**Directions**
Which lines in the records below contain the word "black"? List each of those lines in full, with case taken into account.

═════ Extracted material ═════

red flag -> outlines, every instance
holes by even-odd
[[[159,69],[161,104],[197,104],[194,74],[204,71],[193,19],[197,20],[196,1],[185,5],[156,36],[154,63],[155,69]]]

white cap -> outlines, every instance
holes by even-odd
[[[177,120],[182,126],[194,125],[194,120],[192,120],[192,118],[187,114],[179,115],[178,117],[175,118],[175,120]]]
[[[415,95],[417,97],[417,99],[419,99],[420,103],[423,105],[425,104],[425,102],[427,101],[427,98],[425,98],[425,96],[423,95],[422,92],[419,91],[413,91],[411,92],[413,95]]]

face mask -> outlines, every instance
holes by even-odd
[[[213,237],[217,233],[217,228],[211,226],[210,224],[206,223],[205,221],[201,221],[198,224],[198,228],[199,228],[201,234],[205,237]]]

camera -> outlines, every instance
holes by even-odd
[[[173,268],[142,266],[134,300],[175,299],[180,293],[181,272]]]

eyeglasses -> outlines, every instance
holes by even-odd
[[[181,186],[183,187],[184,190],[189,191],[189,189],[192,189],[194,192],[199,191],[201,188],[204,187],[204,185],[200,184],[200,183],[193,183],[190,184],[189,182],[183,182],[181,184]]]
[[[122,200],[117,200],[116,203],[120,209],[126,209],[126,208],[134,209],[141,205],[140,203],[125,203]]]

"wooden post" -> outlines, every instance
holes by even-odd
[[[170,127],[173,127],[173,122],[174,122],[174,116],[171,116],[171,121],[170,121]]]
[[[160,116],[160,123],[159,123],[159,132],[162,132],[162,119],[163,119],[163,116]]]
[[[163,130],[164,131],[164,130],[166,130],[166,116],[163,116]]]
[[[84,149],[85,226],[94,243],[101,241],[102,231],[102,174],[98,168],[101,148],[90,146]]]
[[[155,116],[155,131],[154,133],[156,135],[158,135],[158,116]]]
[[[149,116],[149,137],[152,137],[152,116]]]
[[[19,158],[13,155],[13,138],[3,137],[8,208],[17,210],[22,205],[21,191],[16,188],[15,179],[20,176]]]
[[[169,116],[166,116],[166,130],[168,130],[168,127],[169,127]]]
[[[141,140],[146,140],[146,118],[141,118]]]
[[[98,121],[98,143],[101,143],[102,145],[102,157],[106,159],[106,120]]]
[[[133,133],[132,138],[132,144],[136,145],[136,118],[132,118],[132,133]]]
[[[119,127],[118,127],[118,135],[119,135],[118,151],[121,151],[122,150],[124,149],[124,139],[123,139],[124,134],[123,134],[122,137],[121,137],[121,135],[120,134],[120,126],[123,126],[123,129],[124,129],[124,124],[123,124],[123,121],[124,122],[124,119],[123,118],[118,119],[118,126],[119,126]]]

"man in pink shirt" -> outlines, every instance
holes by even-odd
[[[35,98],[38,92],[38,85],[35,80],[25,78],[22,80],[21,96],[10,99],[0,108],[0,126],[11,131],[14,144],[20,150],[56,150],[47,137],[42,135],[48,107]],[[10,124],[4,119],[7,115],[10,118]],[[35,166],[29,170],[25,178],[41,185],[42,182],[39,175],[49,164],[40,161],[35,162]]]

═════
═════ Extracted material ═════

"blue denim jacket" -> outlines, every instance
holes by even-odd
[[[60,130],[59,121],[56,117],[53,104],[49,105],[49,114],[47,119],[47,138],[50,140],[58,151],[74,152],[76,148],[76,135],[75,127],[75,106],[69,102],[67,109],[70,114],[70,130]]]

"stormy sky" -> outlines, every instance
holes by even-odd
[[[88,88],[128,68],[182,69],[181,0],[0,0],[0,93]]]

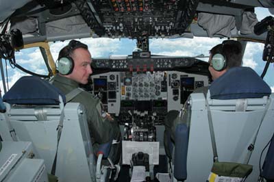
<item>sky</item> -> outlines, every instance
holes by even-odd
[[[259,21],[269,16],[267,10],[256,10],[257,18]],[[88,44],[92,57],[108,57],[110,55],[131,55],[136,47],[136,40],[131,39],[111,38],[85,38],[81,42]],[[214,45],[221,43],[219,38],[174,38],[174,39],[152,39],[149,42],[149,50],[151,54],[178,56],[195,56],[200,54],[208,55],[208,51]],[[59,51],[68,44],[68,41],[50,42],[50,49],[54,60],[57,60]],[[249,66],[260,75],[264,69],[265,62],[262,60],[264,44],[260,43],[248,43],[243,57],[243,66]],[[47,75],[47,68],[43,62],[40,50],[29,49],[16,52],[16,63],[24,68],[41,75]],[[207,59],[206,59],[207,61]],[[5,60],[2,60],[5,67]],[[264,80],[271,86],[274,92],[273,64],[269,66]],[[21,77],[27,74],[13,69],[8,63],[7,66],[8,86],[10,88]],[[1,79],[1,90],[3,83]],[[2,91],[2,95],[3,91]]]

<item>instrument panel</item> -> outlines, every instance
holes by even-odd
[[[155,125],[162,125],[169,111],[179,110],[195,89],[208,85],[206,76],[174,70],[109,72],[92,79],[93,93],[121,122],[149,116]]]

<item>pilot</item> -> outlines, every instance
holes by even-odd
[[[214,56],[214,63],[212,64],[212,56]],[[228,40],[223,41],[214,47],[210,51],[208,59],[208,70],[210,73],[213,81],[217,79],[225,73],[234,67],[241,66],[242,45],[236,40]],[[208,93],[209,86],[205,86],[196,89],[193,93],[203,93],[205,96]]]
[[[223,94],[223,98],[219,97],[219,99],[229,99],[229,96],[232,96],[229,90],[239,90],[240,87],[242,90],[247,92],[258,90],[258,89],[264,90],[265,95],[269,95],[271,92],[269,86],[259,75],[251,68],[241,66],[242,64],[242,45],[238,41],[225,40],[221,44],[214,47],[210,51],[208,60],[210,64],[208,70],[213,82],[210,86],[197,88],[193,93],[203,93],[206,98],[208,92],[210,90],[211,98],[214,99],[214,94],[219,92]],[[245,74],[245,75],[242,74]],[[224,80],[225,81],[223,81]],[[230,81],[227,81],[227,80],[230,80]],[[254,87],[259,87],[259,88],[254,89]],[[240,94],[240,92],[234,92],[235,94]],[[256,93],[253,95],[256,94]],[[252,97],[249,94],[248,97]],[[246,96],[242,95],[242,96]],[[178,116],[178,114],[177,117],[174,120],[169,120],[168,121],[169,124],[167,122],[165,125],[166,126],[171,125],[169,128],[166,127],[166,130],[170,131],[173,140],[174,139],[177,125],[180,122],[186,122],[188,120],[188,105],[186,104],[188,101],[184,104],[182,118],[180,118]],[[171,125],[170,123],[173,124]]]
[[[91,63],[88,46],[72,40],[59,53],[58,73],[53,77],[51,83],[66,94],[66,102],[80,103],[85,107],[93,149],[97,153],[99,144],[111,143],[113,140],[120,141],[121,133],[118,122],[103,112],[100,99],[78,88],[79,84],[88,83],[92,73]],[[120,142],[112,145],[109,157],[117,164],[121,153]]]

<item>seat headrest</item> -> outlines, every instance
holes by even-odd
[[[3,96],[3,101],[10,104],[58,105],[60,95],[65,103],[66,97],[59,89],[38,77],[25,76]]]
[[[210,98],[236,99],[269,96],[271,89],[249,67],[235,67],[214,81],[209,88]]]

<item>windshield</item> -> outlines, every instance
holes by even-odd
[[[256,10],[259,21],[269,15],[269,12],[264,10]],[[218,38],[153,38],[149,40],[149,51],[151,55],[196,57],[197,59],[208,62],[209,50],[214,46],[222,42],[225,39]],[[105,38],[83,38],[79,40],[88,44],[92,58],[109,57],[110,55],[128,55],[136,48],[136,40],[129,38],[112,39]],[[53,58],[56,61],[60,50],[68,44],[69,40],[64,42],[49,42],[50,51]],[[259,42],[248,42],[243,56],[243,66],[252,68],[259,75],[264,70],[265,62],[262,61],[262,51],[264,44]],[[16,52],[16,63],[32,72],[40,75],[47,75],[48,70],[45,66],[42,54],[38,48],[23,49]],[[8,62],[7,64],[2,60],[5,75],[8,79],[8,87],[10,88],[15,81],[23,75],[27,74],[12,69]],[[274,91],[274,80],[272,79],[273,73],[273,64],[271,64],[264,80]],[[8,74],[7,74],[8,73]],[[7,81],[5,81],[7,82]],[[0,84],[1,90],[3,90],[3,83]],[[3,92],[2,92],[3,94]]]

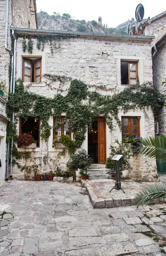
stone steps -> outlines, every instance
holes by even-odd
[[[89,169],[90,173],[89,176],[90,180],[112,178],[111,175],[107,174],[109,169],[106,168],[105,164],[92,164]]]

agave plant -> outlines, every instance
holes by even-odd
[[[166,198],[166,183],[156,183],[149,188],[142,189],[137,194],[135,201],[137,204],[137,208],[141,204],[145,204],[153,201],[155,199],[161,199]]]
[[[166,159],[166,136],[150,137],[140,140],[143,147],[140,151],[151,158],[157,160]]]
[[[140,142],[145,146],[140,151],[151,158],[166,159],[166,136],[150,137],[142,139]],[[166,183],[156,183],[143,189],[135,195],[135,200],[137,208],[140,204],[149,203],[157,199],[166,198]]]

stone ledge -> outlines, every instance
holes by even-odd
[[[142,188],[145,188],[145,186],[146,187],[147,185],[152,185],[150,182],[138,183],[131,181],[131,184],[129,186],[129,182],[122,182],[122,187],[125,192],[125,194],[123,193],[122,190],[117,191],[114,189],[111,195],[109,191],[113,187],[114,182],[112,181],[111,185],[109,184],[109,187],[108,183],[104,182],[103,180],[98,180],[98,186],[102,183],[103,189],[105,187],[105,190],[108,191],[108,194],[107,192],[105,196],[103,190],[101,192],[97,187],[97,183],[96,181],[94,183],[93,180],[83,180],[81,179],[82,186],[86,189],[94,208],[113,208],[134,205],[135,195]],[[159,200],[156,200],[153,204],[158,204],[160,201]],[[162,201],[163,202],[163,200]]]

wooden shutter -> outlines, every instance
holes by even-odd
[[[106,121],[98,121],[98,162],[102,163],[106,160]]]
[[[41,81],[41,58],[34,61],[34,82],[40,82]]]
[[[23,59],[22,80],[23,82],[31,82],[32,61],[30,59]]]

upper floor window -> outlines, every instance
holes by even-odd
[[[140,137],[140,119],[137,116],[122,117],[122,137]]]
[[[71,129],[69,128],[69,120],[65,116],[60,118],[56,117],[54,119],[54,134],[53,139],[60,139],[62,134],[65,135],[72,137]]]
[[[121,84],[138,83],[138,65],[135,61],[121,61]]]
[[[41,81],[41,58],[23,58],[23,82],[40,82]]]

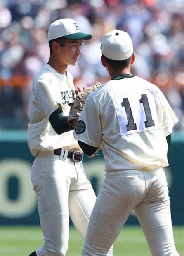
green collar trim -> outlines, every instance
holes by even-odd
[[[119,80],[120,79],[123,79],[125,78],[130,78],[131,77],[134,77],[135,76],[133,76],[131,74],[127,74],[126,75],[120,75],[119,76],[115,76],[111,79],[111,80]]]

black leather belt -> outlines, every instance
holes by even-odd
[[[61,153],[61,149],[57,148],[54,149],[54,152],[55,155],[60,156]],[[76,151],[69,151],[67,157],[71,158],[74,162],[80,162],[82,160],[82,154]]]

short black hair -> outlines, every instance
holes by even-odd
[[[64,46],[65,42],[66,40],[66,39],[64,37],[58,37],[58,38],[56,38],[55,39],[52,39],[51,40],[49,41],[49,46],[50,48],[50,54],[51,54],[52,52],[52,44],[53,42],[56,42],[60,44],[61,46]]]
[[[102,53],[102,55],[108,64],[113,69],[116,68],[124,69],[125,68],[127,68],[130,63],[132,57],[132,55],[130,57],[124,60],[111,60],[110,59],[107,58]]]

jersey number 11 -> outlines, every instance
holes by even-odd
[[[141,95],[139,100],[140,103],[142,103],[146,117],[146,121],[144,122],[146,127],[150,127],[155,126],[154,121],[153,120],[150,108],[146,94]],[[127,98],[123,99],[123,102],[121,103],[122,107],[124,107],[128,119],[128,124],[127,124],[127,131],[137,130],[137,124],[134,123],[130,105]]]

═════

**The response**
black leather belt -> outlines, every instance
short black hair -> outlines, every instance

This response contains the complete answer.